Set task: Reproduce the listing below word for word, omitting the pictures.
-- BEGIN Records to process --
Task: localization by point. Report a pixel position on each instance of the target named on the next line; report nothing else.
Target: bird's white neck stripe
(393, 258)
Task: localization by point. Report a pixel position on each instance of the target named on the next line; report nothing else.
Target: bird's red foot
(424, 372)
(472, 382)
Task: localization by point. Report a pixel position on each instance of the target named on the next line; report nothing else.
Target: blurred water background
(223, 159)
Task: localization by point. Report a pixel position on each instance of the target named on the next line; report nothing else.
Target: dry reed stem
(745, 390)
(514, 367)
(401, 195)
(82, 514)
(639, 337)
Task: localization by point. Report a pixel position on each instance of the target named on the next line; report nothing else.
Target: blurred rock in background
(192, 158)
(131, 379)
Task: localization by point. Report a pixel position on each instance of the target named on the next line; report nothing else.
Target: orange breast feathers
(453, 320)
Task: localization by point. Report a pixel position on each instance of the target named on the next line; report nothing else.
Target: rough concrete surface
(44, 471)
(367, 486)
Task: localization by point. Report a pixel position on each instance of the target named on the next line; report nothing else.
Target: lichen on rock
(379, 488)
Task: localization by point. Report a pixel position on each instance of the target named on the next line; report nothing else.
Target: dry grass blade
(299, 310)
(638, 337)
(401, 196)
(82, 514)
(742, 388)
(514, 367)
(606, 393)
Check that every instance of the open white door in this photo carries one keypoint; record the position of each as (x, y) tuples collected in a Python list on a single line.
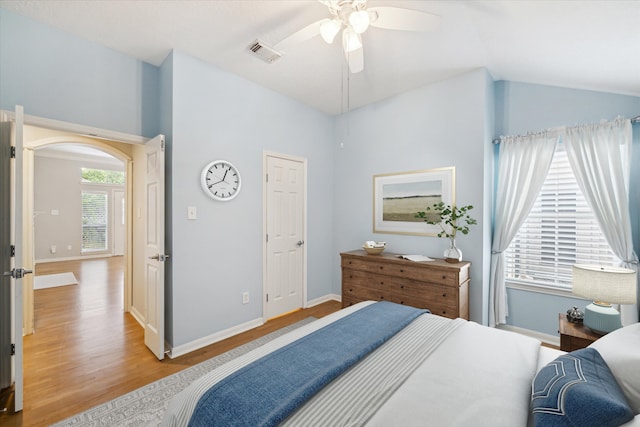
[(285, 224), (15, 272), (154, 246)]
-- END Records to process --
Response to this exercise:
Task: localization by point. Report a pixel position on each instance of the target named on the next line; report nothing else.
Target: bird's white neck stripe
(393, 258)
Task: localization by point. Report a pixel position on each instance of the target named on the next line; report nothing else.
Target: bird's red foot
(424, 372)
(472, 382)
Task: localization by point. Report a pixel position on each instance of the target named on the next line; report nothing else.
Target: blurred water background
(223, 159)
Task: localization by point. Report a pixel position on each instance of the target named on the next line; report nothing else.
Target: dry reed stem
(745, 390)
(514, 367)
(401, 195)
(82, 514)
(639, 337)
Task: localization by point. Report a pixel position on each instance of the target named on the next line; report nothing else.
Target: blurred rock in background
(192, 158)
(131, 379)
Task: localization by point. Report a pixel position on each instance of the target named on the next line; report nothing else.
Target: orange breast feathers
(453, 320)
Task: localization by point. Report a pixel position on each instance of the target named on the next line; report nothing else.
Target: rough concrete surface
(44, 471)
(367, 486)
Task: localization by point. Report a pixel position on each instance of the target named on the next line; report nothing else.
Target: lichen on rock
(379, 488)
Task: localization by point. Report a pixel position on each instance of the target named on the next line; report nothing else.
Target: dry grass blade
(299, 310)
(638, 337)
(401, 196)
(82, 514)
(742, 388)
(514, 367)
(606, 393)
Check that every instance of the open white door in this photo carries one keypoint; record the position of each as (x, y) tuples collected in a Python list on a single line.
[(285, 224), (15, 272), (154, 246)]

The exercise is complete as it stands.